Segment Open

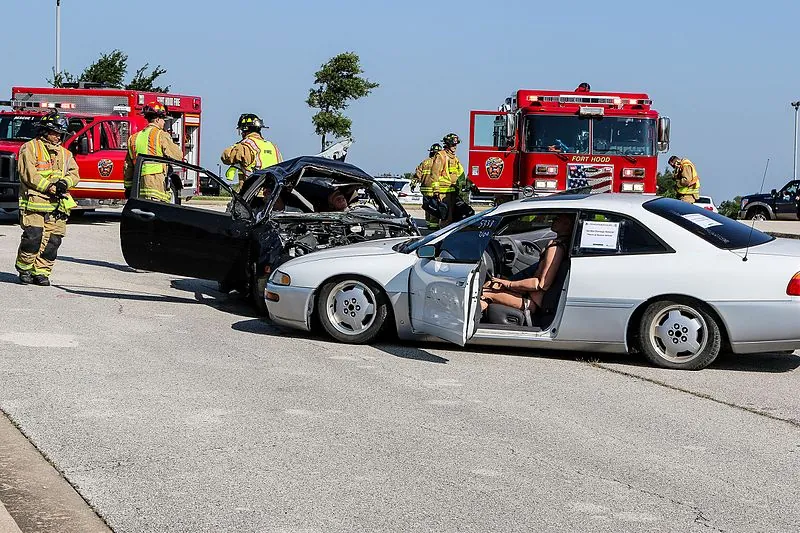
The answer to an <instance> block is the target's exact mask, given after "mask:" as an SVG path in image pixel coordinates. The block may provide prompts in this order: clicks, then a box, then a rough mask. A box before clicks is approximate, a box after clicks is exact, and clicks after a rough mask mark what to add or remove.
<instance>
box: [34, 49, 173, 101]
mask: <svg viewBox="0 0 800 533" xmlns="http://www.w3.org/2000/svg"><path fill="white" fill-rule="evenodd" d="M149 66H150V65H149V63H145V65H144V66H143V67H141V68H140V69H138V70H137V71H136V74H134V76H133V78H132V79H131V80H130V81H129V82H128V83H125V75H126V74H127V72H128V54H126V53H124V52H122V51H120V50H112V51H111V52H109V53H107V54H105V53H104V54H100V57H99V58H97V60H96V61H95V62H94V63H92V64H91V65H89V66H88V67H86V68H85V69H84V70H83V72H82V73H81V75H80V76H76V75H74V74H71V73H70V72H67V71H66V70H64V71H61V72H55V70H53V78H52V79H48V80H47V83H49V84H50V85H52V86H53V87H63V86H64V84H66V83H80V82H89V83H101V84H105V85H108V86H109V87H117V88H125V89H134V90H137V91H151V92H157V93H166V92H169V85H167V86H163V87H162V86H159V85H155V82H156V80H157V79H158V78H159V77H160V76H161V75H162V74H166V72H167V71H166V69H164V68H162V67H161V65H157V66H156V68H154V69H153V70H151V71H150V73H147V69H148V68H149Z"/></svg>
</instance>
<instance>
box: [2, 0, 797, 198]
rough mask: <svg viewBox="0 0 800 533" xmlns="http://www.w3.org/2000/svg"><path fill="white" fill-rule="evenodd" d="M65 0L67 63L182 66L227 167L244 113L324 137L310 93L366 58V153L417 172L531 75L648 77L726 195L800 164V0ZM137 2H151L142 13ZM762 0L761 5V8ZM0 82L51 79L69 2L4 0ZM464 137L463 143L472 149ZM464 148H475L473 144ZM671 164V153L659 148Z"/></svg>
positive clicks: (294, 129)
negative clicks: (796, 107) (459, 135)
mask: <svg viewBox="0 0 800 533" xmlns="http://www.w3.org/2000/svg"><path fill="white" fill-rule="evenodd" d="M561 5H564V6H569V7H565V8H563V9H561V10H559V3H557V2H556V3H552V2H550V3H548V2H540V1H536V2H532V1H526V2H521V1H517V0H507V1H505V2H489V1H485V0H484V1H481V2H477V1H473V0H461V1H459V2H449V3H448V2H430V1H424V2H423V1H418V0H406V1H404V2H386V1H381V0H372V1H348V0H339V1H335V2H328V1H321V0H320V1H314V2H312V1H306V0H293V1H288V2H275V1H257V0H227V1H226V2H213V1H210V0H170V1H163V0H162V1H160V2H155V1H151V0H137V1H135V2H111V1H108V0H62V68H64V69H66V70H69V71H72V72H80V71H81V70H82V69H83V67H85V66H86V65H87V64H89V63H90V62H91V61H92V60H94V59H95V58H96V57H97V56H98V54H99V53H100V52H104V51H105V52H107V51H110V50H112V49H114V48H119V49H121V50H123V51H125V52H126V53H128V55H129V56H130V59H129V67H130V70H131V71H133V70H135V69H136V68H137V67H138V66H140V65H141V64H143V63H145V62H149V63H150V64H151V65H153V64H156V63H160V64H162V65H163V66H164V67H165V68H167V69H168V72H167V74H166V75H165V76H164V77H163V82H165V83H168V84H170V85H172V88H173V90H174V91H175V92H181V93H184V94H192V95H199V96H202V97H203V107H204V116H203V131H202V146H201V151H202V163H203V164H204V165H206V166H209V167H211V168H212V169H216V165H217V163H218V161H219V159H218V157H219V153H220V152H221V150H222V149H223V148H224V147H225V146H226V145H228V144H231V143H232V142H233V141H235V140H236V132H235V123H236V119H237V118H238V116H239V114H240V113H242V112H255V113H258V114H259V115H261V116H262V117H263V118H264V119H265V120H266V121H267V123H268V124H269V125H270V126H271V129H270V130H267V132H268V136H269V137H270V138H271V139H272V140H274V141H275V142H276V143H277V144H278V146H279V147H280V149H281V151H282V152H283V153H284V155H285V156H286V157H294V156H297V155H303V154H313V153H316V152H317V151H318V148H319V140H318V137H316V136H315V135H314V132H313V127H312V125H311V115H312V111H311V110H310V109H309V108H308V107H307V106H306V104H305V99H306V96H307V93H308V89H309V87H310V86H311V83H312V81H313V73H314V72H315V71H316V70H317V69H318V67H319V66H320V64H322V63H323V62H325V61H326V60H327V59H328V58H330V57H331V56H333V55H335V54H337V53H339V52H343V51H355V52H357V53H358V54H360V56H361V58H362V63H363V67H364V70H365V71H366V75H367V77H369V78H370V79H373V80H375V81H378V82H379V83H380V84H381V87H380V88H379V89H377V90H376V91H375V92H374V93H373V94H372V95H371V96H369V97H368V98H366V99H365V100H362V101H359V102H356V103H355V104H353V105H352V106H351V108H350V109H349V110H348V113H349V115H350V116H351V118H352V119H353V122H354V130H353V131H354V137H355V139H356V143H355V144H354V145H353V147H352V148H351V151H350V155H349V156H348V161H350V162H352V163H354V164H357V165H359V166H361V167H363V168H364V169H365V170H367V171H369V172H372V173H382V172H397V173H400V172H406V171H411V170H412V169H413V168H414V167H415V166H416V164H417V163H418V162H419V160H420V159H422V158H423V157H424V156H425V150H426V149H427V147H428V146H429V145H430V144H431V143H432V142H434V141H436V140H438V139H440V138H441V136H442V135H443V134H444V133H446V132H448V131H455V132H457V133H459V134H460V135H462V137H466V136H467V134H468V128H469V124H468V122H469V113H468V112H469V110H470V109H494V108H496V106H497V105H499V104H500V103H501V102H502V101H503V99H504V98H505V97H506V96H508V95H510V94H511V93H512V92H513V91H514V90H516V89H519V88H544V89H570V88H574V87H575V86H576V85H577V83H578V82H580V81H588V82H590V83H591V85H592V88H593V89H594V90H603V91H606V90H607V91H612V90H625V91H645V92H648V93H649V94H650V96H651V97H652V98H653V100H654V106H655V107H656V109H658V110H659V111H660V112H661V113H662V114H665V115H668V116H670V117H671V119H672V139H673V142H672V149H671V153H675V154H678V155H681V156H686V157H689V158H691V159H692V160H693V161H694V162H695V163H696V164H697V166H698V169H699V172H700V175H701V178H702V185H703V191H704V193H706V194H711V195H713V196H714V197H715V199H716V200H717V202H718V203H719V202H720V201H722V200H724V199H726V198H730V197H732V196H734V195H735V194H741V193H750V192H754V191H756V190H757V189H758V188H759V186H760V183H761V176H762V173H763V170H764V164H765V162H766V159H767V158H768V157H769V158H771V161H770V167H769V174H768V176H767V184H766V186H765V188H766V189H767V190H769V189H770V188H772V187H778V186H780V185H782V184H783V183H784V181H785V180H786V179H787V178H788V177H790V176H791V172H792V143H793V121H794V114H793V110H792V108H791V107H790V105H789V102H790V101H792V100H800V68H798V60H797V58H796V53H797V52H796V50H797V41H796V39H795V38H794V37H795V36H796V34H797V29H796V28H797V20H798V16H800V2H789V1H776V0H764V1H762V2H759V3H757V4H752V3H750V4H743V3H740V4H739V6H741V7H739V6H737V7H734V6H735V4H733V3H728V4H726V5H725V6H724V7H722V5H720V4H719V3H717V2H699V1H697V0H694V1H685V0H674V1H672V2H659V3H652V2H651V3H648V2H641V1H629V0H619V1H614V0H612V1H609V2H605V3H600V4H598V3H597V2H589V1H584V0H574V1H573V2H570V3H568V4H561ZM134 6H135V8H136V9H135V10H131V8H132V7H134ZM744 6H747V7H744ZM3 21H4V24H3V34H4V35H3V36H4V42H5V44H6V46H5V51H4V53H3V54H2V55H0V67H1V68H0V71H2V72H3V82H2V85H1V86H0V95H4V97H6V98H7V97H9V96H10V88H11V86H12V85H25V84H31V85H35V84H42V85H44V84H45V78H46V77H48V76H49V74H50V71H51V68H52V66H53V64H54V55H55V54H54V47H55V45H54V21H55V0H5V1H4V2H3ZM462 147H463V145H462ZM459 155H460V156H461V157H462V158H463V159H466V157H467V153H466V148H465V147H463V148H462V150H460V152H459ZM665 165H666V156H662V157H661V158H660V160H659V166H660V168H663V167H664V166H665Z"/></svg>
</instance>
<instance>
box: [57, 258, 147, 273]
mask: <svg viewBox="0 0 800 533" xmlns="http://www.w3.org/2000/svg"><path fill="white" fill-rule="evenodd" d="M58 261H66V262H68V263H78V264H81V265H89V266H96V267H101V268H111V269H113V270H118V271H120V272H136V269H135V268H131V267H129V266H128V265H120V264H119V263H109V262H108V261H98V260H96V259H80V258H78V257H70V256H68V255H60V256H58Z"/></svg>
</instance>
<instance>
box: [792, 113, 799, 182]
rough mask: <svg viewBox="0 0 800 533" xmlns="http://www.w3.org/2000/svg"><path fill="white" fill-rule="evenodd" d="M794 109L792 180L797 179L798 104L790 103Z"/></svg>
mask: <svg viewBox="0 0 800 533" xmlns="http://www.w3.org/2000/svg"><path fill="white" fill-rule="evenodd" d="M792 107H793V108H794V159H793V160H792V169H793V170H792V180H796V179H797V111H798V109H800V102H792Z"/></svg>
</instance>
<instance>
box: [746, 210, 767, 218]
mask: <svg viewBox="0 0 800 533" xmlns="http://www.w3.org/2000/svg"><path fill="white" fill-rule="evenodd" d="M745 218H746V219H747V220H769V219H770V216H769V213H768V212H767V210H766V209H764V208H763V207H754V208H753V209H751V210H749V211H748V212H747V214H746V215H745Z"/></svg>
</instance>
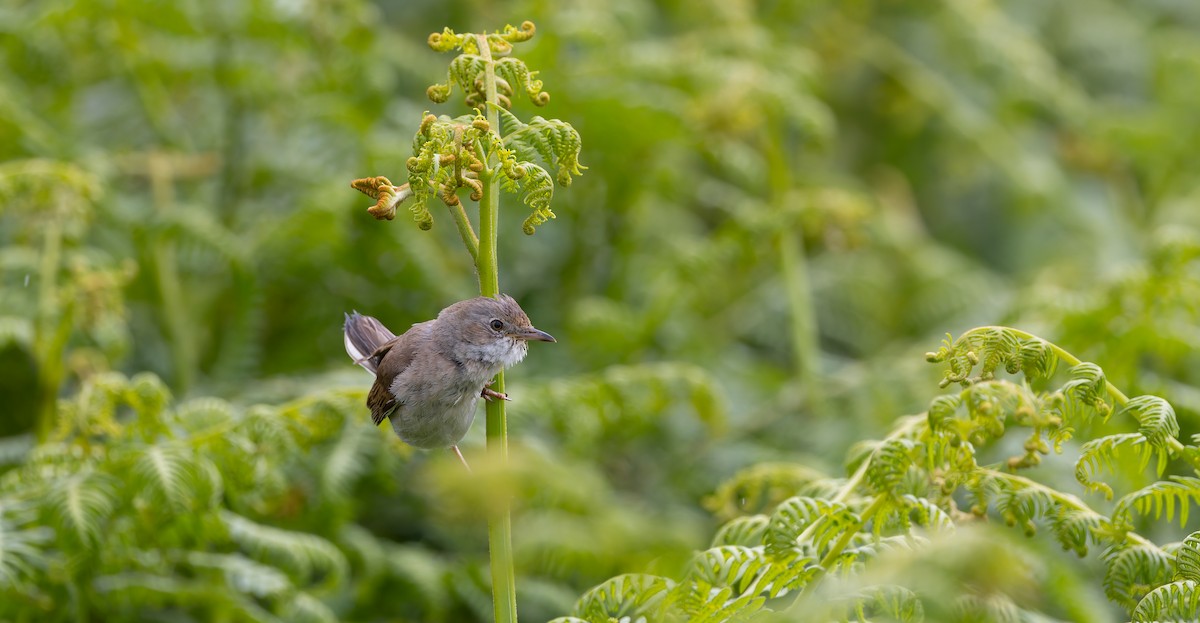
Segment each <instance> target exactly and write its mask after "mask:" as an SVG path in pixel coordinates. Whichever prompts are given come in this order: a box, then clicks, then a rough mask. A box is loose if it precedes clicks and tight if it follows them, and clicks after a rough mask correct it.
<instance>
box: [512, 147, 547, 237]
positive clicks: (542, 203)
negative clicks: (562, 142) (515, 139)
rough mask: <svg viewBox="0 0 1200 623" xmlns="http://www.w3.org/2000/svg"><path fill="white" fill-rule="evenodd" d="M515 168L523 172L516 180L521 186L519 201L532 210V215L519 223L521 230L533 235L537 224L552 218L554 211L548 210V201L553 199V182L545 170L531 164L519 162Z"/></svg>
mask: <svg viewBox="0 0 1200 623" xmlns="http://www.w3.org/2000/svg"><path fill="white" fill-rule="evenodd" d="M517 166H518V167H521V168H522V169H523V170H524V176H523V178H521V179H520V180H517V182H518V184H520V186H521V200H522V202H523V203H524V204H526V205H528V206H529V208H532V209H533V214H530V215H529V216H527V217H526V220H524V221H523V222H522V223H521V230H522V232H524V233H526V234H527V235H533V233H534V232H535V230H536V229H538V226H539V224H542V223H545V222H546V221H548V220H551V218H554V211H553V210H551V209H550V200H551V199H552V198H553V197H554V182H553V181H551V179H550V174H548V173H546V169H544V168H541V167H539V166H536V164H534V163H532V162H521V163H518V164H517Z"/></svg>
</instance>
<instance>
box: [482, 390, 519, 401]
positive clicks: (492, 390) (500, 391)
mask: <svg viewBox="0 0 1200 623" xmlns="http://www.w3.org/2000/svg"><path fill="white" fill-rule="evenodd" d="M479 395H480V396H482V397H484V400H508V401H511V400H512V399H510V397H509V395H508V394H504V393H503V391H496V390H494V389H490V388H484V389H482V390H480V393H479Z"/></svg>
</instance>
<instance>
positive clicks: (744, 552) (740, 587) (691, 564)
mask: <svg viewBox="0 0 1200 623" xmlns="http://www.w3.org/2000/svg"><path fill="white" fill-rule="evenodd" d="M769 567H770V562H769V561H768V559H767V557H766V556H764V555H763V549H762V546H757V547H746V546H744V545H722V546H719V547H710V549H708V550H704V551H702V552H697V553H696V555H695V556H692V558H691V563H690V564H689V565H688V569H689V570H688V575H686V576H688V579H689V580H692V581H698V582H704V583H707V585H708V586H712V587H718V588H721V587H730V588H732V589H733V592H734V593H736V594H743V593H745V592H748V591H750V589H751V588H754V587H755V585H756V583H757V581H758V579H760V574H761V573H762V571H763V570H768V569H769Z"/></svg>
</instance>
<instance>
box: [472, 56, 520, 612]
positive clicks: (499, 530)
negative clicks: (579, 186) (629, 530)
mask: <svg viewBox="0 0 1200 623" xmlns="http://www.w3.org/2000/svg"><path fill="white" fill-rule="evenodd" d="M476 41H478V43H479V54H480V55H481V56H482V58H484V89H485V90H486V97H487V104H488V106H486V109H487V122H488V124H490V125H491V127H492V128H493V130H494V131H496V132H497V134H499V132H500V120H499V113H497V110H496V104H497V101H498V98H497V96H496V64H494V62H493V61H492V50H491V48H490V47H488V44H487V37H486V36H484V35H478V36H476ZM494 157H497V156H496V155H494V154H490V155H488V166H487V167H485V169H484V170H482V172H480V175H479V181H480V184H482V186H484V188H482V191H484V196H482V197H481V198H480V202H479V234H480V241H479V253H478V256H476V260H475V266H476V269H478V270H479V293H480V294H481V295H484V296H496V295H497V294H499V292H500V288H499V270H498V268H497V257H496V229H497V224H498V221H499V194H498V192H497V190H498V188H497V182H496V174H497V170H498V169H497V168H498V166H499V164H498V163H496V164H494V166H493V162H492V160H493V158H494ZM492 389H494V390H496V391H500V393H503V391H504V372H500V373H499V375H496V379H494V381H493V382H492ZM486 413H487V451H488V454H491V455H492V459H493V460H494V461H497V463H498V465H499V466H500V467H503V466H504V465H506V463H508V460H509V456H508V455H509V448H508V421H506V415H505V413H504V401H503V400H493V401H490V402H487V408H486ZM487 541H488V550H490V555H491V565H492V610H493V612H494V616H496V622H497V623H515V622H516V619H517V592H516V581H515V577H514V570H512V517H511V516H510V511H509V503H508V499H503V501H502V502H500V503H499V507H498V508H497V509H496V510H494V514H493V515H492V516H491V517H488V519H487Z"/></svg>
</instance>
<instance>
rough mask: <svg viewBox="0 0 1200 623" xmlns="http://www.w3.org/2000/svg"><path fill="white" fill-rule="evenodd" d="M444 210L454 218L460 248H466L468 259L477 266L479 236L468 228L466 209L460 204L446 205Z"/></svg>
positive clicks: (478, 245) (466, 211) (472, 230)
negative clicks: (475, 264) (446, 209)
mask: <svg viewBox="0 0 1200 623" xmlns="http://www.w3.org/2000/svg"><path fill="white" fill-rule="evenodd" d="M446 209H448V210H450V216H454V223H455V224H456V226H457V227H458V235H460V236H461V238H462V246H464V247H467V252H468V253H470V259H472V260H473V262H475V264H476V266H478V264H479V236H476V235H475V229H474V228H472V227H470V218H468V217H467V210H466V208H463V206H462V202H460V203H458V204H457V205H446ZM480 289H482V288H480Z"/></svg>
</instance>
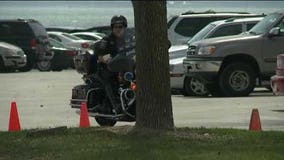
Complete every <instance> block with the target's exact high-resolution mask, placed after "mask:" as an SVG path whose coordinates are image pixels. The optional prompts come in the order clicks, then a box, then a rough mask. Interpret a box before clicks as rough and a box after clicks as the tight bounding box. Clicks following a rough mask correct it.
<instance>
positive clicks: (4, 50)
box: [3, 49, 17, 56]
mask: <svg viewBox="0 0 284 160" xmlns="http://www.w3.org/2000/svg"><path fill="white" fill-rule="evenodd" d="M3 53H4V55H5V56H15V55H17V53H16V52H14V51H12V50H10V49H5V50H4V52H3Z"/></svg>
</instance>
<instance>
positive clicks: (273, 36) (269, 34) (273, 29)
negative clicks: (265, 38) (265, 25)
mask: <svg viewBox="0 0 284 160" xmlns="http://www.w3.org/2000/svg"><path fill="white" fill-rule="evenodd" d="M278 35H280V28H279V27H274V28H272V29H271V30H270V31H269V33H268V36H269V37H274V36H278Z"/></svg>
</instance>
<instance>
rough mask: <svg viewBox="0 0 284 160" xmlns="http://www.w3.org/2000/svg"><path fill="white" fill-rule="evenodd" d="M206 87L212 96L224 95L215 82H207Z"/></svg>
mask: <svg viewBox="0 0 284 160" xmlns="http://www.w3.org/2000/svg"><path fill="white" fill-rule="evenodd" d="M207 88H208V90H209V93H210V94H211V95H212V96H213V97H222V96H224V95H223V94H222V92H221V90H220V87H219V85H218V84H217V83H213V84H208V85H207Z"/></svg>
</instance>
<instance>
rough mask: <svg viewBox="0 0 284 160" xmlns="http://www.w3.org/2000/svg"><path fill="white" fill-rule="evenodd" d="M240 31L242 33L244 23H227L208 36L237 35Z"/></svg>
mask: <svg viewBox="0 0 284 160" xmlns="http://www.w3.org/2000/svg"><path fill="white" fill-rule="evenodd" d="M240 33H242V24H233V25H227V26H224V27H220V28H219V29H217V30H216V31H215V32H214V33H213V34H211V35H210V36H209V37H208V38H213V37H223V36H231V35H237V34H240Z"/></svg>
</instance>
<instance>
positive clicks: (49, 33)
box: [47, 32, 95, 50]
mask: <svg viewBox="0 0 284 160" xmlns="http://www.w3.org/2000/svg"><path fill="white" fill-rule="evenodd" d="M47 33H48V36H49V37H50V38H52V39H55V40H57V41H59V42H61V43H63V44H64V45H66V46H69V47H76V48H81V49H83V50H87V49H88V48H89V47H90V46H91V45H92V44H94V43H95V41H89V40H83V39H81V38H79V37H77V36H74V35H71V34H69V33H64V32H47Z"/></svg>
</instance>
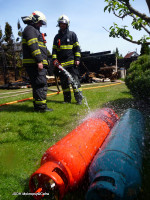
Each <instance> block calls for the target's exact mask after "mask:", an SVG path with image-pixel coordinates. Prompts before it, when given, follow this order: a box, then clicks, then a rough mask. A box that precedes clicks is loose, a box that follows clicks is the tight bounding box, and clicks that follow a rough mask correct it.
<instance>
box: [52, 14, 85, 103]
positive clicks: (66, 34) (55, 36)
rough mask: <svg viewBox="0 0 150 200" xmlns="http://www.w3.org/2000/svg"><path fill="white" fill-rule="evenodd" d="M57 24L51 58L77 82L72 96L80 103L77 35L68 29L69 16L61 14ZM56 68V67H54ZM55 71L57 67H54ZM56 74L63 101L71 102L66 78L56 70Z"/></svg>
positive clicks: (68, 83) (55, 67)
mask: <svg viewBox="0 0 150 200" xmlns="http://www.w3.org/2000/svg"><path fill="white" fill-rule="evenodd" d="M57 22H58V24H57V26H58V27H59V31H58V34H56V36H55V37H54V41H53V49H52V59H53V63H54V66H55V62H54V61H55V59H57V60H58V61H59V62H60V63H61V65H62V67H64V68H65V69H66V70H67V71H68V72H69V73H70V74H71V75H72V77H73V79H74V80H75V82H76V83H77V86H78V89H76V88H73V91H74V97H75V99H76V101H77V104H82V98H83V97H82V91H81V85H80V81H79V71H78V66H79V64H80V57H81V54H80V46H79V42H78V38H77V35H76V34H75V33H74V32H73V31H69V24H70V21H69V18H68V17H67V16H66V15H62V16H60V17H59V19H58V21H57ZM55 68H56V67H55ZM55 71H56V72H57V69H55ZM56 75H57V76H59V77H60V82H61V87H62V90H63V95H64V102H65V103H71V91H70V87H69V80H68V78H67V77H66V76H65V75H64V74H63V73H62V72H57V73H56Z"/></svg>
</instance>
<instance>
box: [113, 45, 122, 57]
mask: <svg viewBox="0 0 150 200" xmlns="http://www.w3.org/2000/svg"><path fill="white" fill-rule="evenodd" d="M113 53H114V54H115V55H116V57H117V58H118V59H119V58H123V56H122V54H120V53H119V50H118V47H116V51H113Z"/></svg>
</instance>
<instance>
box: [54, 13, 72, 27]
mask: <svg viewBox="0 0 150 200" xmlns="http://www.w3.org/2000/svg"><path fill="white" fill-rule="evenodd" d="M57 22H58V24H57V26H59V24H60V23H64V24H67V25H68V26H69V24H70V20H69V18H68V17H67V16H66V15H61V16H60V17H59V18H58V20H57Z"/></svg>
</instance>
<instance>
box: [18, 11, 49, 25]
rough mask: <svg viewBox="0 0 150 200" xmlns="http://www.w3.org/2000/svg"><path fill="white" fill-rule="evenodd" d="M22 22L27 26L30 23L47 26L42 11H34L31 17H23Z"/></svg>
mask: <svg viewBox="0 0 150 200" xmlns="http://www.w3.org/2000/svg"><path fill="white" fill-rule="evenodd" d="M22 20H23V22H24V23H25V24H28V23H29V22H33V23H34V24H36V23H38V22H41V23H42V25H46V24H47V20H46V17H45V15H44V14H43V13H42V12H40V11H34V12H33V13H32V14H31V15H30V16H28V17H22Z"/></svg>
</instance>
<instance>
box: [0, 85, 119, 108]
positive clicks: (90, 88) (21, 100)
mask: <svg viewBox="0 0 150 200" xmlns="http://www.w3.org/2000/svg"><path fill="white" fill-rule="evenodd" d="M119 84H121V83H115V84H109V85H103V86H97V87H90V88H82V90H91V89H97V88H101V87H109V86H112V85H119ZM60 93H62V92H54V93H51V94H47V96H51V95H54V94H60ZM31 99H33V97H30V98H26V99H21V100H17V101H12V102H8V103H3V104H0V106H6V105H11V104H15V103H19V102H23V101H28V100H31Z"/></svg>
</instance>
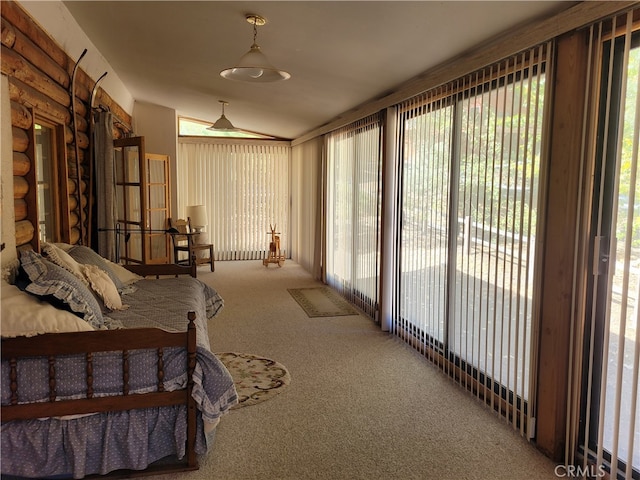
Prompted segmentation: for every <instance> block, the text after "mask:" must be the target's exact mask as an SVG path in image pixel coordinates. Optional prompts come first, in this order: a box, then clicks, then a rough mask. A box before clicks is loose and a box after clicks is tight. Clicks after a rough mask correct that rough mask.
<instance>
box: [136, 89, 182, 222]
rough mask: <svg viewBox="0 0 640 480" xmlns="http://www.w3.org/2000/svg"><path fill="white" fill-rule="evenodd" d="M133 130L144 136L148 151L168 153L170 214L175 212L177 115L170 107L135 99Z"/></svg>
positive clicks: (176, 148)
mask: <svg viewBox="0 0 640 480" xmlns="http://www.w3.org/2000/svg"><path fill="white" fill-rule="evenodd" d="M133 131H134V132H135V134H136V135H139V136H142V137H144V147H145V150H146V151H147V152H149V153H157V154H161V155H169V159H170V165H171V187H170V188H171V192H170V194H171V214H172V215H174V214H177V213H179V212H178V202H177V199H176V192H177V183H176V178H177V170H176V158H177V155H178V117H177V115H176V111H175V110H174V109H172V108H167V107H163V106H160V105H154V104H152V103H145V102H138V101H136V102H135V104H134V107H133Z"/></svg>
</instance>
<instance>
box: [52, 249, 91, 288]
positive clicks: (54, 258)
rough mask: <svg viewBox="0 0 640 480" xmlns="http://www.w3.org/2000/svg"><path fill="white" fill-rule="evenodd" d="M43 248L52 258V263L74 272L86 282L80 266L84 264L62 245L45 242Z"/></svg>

Segment Closed

TASK ITEM.
From the first line of the entries above through the line with "positive clicks: (294, 129)", set down each line exactly and drop the pictures.

YOUR SOLUTION.
The answer to an <instance> block is the target's exact mask, given after "mask:" as an SVG path in image pixel coordinates. The block may provide prompts in this order: clicks, then a box, then a rough mask. A box before clicks is approximate, a box after clicks is exact, and clicks after a rough mask mark what to add or remove.
<instance>
box: [34, 49, 173, 101]
mask: <svg viewBox="0 0 800 533" xmlns="http://www.w3.org/2000/svg"><path fill="white" fill-rule="evenodd" d="M149 66H150V65H149V63H145V65H144V66H143V67H141V68H140V69H138V70H137V71H136V74H134V76H133V78H132V79H131V80H130V81H129V82H128V83H125V75H126V74H127V72H128V54H126V53H124V52H122V51H120V50H112V51H111V52H109V53H107V54H105V53H104V54H100V57H99V58H97V60H96V61H95V62H94V63H92V64H91V65H89V66H88V67H86V68H85V69H84V70H83V72H82V73H81V75H80V76H76V75H74V74H71V73H70V72H67V71H66V70H64V71H61V72H55V70H53V78H52V79H48V80H47V83H49V84H50V85H52V86H53V87H63V86H64V84H66V83H80V82H89V83H101V84H105V85H108V86H109V87H117V88H125V89H134V90H137V91H151V92H157V93H166V92H169V85H167V86H163V87H162V86H159V85H155V82H156V80H157V79H158V78H159V77H160V76H161V75H162V74H166V72H167V71H166V69H164V68H162V67H161V65H157V66H156V68H154V69H153V70H151V71H150V73H147V69H148V68H149Z"/></svg>
</instance>
<instance>
box: [2, 0, 797, 198]
rough mask: <svg viewBox="0 0 800 533" xmlns="http://www.w3.org/2000/svg"><path fill="white" fill-rule="evenodd" d="M65 0L67 63L182 66L227 167L244 113L324 137L310 93L366 58V153L417 172L531 75L648 77L726 195L800 164V0ZM137 2H151L142 13ZM762 0L761 5V8ZM0 82L51 79L69 2L4 0ZM464 137L463 143L472 149ZM464 148H475L473 144ZM671 164V153L659 148Z"/></svg>
positive clicks: (294, 129)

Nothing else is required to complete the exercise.